Ser feliz era dispor de um “bom demônio”, o que estava relacionado à sorte de
cada um. Quem tivesse um “mau demônio” era fatalmente infeliz.
Não há dúvida de que, entre os séculos 10 a.C. e 5. a.C, o
pensamento grego tende a considerar os maus demônios mais frequentes do que os
bons e apresentar uma visão pessimista da existência humana. Não é por acaso
que os gregos inventaram a tragédia. Uma expressão radical desse pessimismo nos
é fornecido por um velho provérbio grego, segundo o qual “a melhor de todas as
coisas é não nascer”.
Foi a filosofia que rompeu com essa visão pessimista e procurou
estabelecer orientações para que o homem procurasse a felicidade. Demócrito de Abdera(aprox. 460 a.C./370 a.C.)
julgava que a felicidade era “a medida do prazer e a proporção da vida”. Para
atingi-la, o homem precisava deixar de lado as ilusões e os desejos e alcançar
a serenidade. A filosofia era o instrumento que possibilitava esse processo.
Virtude
e justiça
Sócrates (469 a.C./399 a.C.) deu novo
rumo à compreensão da ideia de felicidade, postulando que ela não se
relacionava apenas à satisfação dos desejos e necessidades do corpo, pois, para
ele, o homem não era só o corpo, mas, principalmente, a alma. Assim, a
felicidade era o bem da alma que só podia ser atingido por meio de uma conduta
virtuosa e justa.
Para Sócrates, sofrer uma injustiça era melhor do que praticá-la
e, por isso, certo de estar sendo justo, não se intimidou nem diante da
condenação à morte por um tribunal ateniense. Cercado pelos discípulos, bebeu a
taça de veneno que lhe foi imposta e parecia feliz a todos os que o assistiram
em seus últimos momentos.
Entre os discípulos de Sócrates, Antístenes (445 a.C./365 a.C.)

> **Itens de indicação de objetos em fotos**

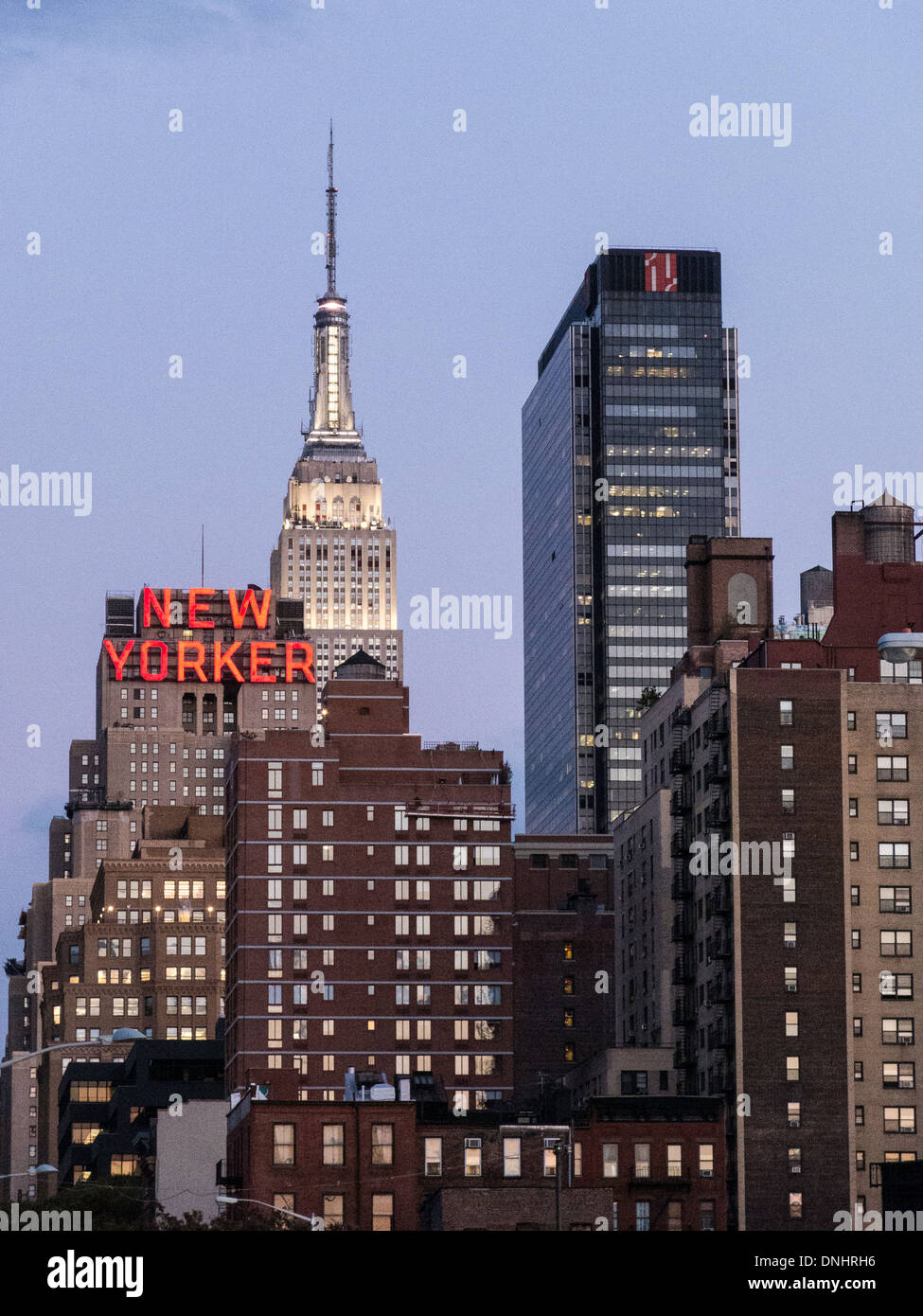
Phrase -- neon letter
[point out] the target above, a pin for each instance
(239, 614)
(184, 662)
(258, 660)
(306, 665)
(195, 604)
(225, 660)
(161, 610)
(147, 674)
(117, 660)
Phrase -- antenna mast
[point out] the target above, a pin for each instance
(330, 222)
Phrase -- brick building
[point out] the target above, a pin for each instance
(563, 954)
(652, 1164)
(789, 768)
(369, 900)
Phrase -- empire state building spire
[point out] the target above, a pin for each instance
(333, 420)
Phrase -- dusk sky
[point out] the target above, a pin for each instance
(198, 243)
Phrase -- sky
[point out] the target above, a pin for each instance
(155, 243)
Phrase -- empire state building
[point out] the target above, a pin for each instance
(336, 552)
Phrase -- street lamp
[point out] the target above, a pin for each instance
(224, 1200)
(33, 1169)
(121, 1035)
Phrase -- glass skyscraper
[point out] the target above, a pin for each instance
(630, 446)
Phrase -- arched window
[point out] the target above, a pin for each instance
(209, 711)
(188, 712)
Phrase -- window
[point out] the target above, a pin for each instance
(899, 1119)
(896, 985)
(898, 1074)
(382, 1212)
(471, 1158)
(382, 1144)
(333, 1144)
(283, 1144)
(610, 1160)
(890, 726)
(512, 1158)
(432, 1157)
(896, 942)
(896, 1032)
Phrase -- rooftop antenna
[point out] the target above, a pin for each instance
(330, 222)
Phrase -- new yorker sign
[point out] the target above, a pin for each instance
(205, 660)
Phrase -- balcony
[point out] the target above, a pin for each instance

> **Instruções a seguir**
Prossiga com o trecho sobre a felicidade no pensamento grego a partir do ponto em que ele termina.

> **Resposta**
acrescentou um toque pessoal à ideia de felicidade de seu mestre, considerando
que o homem feliz é o homem autossuficiente. A ideia de autossuficiência (que,
em grego, se diz “autarquia”,) continuará diretamente vinculada à de felicidade
nos setecentos anos seguintes.
Uma
função da alma
Mas o maior discípulo de Sócrates, que efetivamente levou a
especulação filosófica adiante de onde a deixara seu mestre, foi Platão (348 a.C./347 a.C.), o qual
considerava que todas as coisas têm sua função. Assim, como a função do olho é
ver e a do ouvido, ouvir, a função da alma é ser virtuosa e justa, de modo que,
exercendo a virtude e a justiça, ela obtem a felicidade.
É importante deixar claro que noções como virtude e justiça
integram uma vertente do pensamento filosófico chamada Ética, que se dedica à
investigação dos costumes, visando a identificar os bons e os maus. Para
Platão, a ética não estava limitada aos negócios privados, devendo ser posta em
prática também nos negócios públicos. Desse modo, o filósofo entendia que a
função do Estado era tornar os homens bons e felizes.
A ligação entre ética e política estará ainda mais definida na
obra do mais importante discípulo de Platão, Aristóteles (384 a.C./322 a.C.), o qual
dedicou todo um livro à questão da felicidade: a “Ética a Nicômaco” (que é o
nome de seu filho, para quem o livro foi escrito). Amigo de Platão, mas, em
suas próprias palavras, “mais amigo da verdade”, Aristóteles criticou o
idealismo do mestre, reconhecendo a necessidade de elementos básicos, como a
boa saúde, a liberdade (em vez da escravidão) e uma boa situação socioeconômica
para alguém ser feliz.
Felicidade
intelectual
Por outro lado, a partir de uma série de raciocínios que têm
como base o fato de o homem ser um animal racional, Aristóteles conclui que a
maior virtude de nossa “alma racional” é o exercício do pensamento, pelo quê,
segundo ele, a felicidade chega a se identificar com a atividade pensante do
filósofo, a qual, inclusive, aproxima o ser humano da divindade.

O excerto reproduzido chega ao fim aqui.